--- Start of Passage given ---

BBC, 1 Dec 16 - Sutton Hoo bitumen links Syria with Anglo-Saxon England
 
Wow. That's a name from my childhood. It's an interesting story too. :)
 
This doesn't say alot to me, because we've known eastern Med trade and influence to reach the Atlantic shores of Europe and Africa in the era of Carthage's prominence. Later, as Roman influence contained most of western Europe, we see the same entity occupying both Syria and Britain. 700 years later, I don't see why I'm supposed to be surprised by Anglo-Saxons being well acquainted with and in direct participation with eastern Med trade. It's almost like people think the world just started over because "those barbarians" invaded, but "barbarian" is only a matter of perspective. There were some dumb people who tried to pound square pegs through round holes and there were some pretty informed, calculating, some even progressive, people, too.
 
Interesting indeed. It reminds me of coming across this a couple of years ago:



That's a coin of Offa of Mercia (r. 757-796 and built a rather famous dyke) made to look like an Arabic dinar - even including characters that look a bit like Arabic writing, but were clearly written by somebody who didn't speak the language. People in the 'Dark Ages' had wider horizons than we often think.
 
It's not 'made to look like', but copied from a dinar. Not really related to 'wider horizons', but rather common practice in minting: simply make a crude copy of a solid currency. There are innumerable examples of such copies. The interesting thing, of course, is that knowledge of dinars can virtually only have come from Arab trade. So the wide horzion would be that of the Arabians.

--- End of Passage given ---
--- Start of Stored rows ---

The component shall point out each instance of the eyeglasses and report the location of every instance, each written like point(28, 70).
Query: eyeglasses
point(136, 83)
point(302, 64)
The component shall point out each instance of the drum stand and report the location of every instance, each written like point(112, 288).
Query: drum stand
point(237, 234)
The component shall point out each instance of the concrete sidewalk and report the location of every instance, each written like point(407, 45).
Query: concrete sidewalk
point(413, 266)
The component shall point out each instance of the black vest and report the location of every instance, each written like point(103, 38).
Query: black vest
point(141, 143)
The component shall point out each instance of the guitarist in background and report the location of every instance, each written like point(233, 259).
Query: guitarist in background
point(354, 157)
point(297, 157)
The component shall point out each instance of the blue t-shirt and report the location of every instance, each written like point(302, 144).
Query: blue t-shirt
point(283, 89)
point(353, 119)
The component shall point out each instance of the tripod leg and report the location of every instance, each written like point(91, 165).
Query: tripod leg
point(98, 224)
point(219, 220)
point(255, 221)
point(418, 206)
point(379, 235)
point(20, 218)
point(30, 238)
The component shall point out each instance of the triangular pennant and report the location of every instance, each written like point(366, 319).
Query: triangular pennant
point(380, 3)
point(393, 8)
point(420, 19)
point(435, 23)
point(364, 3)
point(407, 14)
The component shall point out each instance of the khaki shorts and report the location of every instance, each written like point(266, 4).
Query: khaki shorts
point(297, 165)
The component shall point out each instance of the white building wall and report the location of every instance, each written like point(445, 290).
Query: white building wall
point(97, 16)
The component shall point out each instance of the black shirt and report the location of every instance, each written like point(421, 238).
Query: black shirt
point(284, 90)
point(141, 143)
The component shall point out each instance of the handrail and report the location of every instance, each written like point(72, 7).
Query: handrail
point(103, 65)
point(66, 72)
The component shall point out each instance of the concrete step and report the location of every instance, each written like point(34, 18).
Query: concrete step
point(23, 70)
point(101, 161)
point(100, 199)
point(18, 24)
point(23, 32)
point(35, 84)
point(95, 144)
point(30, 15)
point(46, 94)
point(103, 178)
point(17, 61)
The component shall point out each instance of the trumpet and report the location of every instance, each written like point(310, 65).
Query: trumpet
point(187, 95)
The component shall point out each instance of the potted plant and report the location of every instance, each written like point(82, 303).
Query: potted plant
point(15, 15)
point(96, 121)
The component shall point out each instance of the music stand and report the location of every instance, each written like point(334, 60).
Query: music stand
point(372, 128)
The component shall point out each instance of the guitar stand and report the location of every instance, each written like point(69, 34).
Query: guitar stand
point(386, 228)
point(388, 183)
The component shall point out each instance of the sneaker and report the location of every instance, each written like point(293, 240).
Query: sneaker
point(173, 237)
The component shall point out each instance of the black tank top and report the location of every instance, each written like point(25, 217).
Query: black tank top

--- End of Stored rows ---

Written instruction A
Answer these from the Sutton Hoo bitumen discussion:
(i) Which place does the headline link with Anglo-Saxon England?
(ii) What years does the text give for Offa of Mercia's reign?
(iii) According to the last post, where could knowledge of dinars virtually only have come from?
Written instruction B
Render this sentence from the Sutton Hoo bitumen discussion in Spanish: "People in the 'Dark Ages' had wider horizons than we often think."
Written instruction C
Carry on the Sutton Hoo bitumen discussion, picking up right after its final post.

Task response A
(i) Syria
(ii) 757-796
(iii) Arab trade

Task response B
La gente de la 'Edad Oscura' tenía horizontes más amplios de lo que a menudo pensamos.

Task response C
That depends on why you think Offa decided to try and copy the coin. There certainly are examples (I'm thinking of Celtic imitations of Alexander the Great's coins) where people simply model their currency after that of somebody else - the point not being to pass it off as an Alexander coin, since anybody can tell that the two are not the same, but more to use symbols which people respect on the understanding that people want coins, which they were previously getting from trade with Macedon, and aren't particularly fussy about whether they actually come from there, as long as they have the convenience and advantages of a decent coin supply. However, that doesn't really seem to explain what's going on here, because there are plenty of Anglo-Saxon coins from before Offa, and coins of Offa which look nothing like dinars. The current theory seems to be that the 'dinar' was made for trade with people used to handling dinars - again, obviously not intended to fool them, but in order to be something that they understood. It's possible, then, that it was supposed to be taken overseas - perhaps to Spain or the Holy Land - and traded there. On the other hand, it's also possible that the 'Arabic' writing is just ornamentation.
 
Really? Coins don't have random ornamentation, AFAIK. I'm not even sure if this is an 'Offa coin'. In the sense that it was minted on Offa's authority, by an Offa-approved mint, as Offa-circulation money. The idea that it was minted to serve as currency in dinar country is just a bit far off, really. As I said, the dinar at this time would be a solid currency. This in itself 'invites' copies of dinars in areas without such a solid currency. Indeed, as said, the very reason to copy would be that the dinar was a solid currency. That wouldn't really matter in non-dinar areas, but it would in dinar-areas - if you follow my meaning. It's like trying to pass off faux Adidas/Gucci/Rolexes in the USA, to use a modern example.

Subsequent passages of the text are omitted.